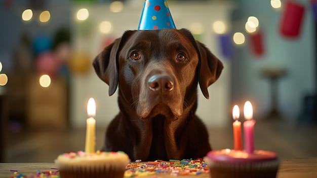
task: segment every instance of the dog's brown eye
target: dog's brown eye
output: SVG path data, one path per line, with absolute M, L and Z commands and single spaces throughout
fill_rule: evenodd
M 139 60 L 141 58 L 141 55 L 137 52 L 134 52 L 131 54 L 131 58 L 134 60 Z
M 178 60 L 180 61 L 184 61 L 184 60 L 185 60 L 185 55 L 184 55 L 184 54 L 183 53 L 179 53 L 178 54 L 177 54 L 177 60 Z

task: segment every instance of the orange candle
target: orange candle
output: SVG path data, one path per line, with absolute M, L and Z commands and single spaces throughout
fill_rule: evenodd
M 96 146 L 96 103 L 90 98 L 87 104 L 87 114 L 89 118 L 86 120 L 86 137 L 85 151 L 86 153 L 94 153 Z
M 239 121 L 240 111 L 239 107 L 235 105 L 232 110 L 232 118 L 235 121 L 232 123 L 233 127 L 233 143 L 235 150 L 242 150 L 242 136 L 241 136 L 241 122 Z

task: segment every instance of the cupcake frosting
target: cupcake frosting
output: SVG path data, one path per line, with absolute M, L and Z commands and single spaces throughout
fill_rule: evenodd
M 122 166 L 130 162 L 129 156 L 123 152 L 100 152 L 97 151 L 93 154 L 86 154 L 83 151 L 61 154 L 58 156 L 55 163 L 57 164 L 89 167 Z
M 278 159 L 273 152 L 255 150 L 253 153 L 248 154 L 243 150 L 223 149 L 209 152 L 206 157 L 214 161 L 230 162 L 257 162 Z

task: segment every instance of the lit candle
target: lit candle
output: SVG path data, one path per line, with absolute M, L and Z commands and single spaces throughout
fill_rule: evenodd
M 246 121 L 243 123 L 245 133 L 245 149 L 247 153 L 253 153 L 254 150 L 253 128 L 255 120 L 252 119 L 252 105 L 249 101 L 245 103 L 244 113 Z
M 239 121 L 240 111 L 239 107 L 235 105 L 232 110 L 232 118 L 235 121 L 232 123 L 233 127 L 233 143 L 235 150 L 242 150 L 242 138 L 241 136 L 241 122 Z
M 96 146 L 96 103 L 93 98 L 89 98 L 87 104 L 87 114 L 89 117 L 86 120 L 86 140 L 85 152 L 87 153 L 95 152 Z

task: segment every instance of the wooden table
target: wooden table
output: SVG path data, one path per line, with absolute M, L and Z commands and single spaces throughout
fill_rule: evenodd
M 52 170 L 56 167 L 54 163 L 0 163 L 0 177 L 7 178 L 13 175 L 10 169 L 17 169 L 19 173 L 29 175 L 35 174 L 37 170 L 41 171 Z M 147 176 L 152 178 L 153 175 Z M 175 176 L 160 174 L 162 178 L 175 178 Z M 187 178 L 210 178 L 209 174 L 194 176 L 183 176 Z M 278 173 L 278 178 L 315 178 L 317 177 L 317 158 L 297 159 L 281 161 Z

Work instructions: Rewrite the material above, replacing every "candle" with "taper" and keeping everything else unchanged. Omit the pictures from your answer.

Completed task:
task: segment every instance of the dog's brown eye
target: dog's brown eye
output: SVG path data, one path per line, with absolute M, L and Z commands and single spaces throughout
fill_rule: evenodd
M 139 60 L 141 58 L 141 55 L 137 52 L 134 52 L 131 54 L 131 58 L 134 60 Z
M 178 60 L 180 61 L 184 61 L 184 60 L 185 60 L 185 55 L 184 55 L 184 54 L 183 53 L 179 53 L 178 54 L 177 54 L 177 60 Z

task: segment every instance of the orange taper
target: orange taper
output: SVG path data, one path per line, with absolute M, L and Z commands and single spaces throughout
fill_rule: evenodd
M 96 146 L 96 103 L 90 98 L 87 104 L 87 114 L 89 118 L 86 120 L 86 137 L 85 151 L 86 153 L 94 153 Z
M 239 121 L 240 111 L 239 107 L 235 105 L 232 110 L 232 118 L 235 121 L 232 123 L 233 127 L 233 143 L 235 150 L 242 150 L 242 136 L 241 136 L 241 122 Z

task: segment every instance of the cupcake frosting
target: cupcake frosting
output: SVG path data, one path per line, with absolute M, L and Z commands and single spaces throughout
fill_rule: evenodd
M 122 166 L 130 162 L 129 156 L 123 152 L 100 152 L 97 151 L 93 154 L 86 154 L 83 151 L 61 154 L 58 156 L 55 163 L 57 164 L 89 167 Z
M 278 159 L 273 152 L 255 150 L 253 153 L 248 154 L 243 150 L 223 149 L 209 152 L 206 157 L 214 161 L 230 162 L 257 162 Z

task: segment every instance of the lit taper
target: lit taper
output: SVG path data, one path per line, with absolute M, L and Z commands and single spaces throughout
fill_rule: evenodd
M 246 121 L 243 123 L 245 133 L 245 149 L 247 153 L 253 153 L 254 150 L 253 128 L 255 120 L 252 119 L 252 105 L 249 101 L 245 103 L 244 113 Z
M 239 121 L 240 111 L 239 107 L 235 105 L 232 110 L 232 118 L 235 121 L 232 123 L 233 127 L 233 143 L 235 150 L 242 150 L 242 138 L 241 136 L 241 122 Z
M 96 146 L 96 103 L 93 98 L 89 98 L 87 104 L 87 114 L 89 117 L 86 120 L 86 140 L 85 152 L 87 153 L 95 152 Z

task: segment every instance of the wooden table
target: wooden table
output: SVG path data, one path per line, with absolute M, L and Z commands and single spaces throughout
fill_rule: evenodd
M 52 170 L 56 167 L 54 163 L 0 163 L 0 177 L 7 178 L 13 175 L 10 169 L 17 169 L 19 173 L 29 175 L 35 174 L 37 170 L 41 171 Z M 147 176 L 152 178 L 153 175 Z M 175 176 L 160 174 L 162 178 L 175 178 Z M 187 178 L 210 178 L 209 174 L 194 176 L 183 176 Z M 278 173 L 278 178 L 315 178 L 317 177 L 317 158 L 297 159 L 281 161 Z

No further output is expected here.